* Problem set:
**a.** List every state or union territory whose university libraries were covered in the study of university libraries below.
**b.** Extend the study of university libraries below, picking up after its final sentence.

* Source text:

========

The paper describes a study of 12 university libraries of Haryana, Himachal Pradesh, Jammu & Kashmir, Punjab and UT Chandigarh. The response to the questionnaire and information available on university websites, show that 8 of the 12 libraries have distinct names. Chaudhry Charan Singh Haryana Agricultural University has 99 branch libraries of different levels; Punjab University, Chandigarh more than 60; and University of Kashmir (UK) has 60 branch libraries. All the libraries have web presence, either through university website (8 no.) or direct (4). All the libraries have their own buildings of 3 to 8 floors with a seating capacity ranging from 200 to 1300. Universities have either campus wide Wi-Fi connectivity (6 libraries) or have partially completed the project (5 libraries). There are 100 computers each for users with internet connectivity in Kurukshetra University, Kurukshetra and UK. Library membership varies between 887 in Sher-e-Kashmir University of Agricultural Science & Technology (AS&T) and 15,738 in Punjabi University, Patiala (PbiU). Total 92 persons are working in PbiU library and still has 63 % vacant positions at Assistant Librarian and above while smallest staff strength is in AS&T (10 persons). Largest collection of 6.5 lac books is in UK library which also has small number of audio and braille books. All the libraries are providing readers’ guidance within library; OPAC search; reading room for personal books; online search by library staff and users themselves; photocopy service; book reservation and renewal services. The paper concludes that university libraries have acquired ICT infrastructure and digital resources, and are offering ICT-based services despite a general administrative apathy towards alarming condition of vacant positions.

========

* Excerpted data:
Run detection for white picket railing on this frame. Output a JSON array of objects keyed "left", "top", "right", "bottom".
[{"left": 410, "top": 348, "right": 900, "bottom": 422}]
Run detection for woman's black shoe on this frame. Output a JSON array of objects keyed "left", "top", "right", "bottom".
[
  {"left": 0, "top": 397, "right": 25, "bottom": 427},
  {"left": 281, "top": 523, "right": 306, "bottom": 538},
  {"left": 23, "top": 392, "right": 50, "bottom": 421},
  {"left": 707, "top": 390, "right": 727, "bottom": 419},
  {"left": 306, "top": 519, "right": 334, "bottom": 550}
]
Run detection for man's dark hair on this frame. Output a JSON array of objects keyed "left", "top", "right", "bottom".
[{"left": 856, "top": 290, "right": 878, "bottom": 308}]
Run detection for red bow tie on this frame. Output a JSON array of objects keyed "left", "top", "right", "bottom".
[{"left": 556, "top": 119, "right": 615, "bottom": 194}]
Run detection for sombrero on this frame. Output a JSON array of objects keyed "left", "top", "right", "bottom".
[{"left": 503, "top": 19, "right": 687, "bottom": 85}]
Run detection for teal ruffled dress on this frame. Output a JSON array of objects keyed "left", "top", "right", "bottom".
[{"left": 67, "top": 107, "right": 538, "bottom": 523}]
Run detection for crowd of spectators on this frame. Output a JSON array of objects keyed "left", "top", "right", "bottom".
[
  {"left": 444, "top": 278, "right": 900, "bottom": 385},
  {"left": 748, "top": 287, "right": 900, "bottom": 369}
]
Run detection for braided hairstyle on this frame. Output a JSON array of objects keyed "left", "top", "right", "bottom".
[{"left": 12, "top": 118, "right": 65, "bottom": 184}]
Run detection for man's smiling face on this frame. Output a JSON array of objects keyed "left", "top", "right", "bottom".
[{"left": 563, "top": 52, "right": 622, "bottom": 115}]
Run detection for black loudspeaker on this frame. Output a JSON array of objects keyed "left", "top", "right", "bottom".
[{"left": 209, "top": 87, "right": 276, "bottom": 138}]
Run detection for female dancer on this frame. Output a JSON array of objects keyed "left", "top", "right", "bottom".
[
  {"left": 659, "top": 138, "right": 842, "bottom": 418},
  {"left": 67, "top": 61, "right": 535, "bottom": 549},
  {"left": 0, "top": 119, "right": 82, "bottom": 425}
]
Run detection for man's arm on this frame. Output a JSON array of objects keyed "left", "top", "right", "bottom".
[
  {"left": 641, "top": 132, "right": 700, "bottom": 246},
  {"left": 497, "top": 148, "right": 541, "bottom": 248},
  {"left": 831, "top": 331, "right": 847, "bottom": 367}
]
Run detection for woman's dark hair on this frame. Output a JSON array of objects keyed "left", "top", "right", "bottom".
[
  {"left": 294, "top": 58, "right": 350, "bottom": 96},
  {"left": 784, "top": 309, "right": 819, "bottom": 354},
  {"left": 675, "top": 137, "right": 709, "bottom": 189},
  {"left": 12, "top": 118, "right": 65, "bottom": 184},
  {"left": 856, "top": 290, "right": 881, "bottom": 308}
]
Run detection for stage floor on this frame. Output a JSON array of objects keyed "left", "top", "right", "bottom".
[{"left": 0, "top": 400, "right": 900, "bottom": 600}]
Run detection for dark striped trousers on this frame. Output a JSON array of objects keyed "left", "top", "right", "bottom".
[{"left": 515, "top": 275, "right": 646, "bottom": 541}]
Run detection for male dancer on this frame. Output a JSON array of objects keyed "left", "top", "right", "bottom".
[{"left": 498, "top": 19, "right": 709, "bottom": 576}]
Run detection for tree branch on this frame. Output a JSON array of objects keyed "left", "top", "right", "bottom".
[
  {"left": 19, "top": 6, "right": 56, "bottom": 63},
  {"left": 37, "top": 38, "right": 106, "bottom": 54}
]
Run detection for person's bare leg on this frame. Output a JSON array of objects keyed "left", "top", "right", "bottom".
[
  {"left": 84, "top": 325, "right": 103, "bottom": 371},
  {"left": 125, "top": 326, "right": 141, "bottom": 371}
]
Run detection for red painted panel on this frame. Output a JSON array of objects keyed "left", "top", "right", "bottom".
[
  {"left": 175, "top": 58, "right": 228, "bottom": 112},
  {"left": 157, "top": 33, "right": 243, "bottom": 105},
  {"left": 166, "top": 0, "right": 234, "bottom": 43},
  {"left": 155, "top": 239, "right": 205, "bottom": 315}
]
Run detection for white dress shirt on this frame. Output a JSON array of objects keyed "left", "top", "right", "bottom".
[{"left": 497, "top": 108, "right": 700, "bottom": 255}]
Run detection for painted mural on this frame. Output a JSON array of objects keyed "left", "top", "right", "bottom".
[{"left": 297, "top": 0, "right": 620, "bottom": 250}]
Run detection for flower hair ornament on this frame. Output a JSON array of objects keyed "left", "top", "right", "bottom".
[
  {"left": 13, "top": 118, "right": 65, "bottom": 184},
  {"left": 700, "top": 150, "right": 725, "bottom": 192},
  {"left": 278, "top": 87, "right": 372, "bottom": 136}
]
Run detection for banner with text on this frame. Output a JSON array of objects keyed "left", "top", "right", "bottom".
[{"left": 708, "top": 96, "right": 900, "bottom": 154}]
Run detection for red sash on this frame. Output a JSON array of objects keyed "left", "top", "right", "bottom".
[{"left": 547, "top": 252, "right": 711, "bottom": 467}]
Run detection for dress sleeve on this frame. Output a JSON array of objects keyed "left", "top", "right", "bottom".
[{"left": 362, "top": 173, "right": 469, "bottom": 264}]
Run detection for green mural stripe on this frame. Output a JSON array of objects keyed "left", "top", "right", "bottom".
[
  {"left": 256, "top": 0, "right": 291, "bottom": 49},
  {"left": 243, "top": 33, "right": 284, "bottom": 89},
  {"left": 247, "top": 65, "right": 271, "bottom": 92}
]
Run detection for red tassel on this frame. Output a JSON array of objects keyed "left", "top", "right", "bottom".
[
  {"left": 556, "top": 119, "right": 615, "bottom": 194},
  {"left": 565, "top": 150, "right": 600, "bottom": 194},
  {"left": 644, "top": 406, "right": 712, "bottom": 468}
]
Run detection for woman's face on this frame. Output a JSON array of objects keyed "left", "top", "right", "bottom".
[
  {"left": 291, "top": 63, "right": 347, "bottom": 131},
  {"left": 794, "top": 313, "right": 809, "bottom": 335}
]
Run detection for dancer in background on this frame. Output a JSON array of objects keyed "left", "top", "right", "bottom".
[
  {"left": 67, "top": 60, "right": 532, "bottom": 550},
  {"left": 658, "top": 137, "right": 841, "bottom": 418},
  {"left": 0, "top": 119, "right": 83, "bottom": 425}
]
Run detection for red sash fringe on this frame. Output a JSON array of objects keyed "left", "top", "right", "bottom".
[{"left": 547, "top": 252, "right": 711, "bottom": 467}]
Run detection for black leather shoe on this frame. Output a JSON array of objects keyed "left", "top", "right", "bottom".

========

* Results in order:
**a.** Haryana, Himachal Pradesh, Jammu & Kashmir, Punjab, and UT Chandigarh.

**b.**
Keywords:   Infrastructure  , university library staff  university library collection  university library services

The post-independence period has seen a remarkable expansion in Indian higher education system. “The number of Universities has increased 34 times from 20 in 1950 to 677 in 2014. The sector boasts of 45 Central Universities of which 40 are under the purview of Ministry of Human Resource Development, 318 State Universities, 185 State Private universities, 129 Deemed to be Universities, 51 Institutions of National Importance (established under Acts of Parliament) under MHRD (IITs-16, NITs–30 and IISERs–5) and four Institutions (established under various State legislations)”1.This expansion has taken place following the norms of a number of regulatory bodies in their respective fields, such as University Grants Commission (UGC), All India Council for Technical Education (AICTE), National Council for Teacher Education (NCTE),The Bar Council of India (BCI), Medical Council of India (MCI), and so on. Although, it is debatable whether the norms were as strictly observed while granting permission to open new institutions as is done in accreditation of courses in USA particularly in the light of the comments from some industry stalwarts that majority of the products of Indian educational institutions are not employable.

One may take a position on either side of the argument, but despite all odds, Indian higher education system has done remarkable job. The products of our colleges and universities have put India in the forefront of knowledge economy.”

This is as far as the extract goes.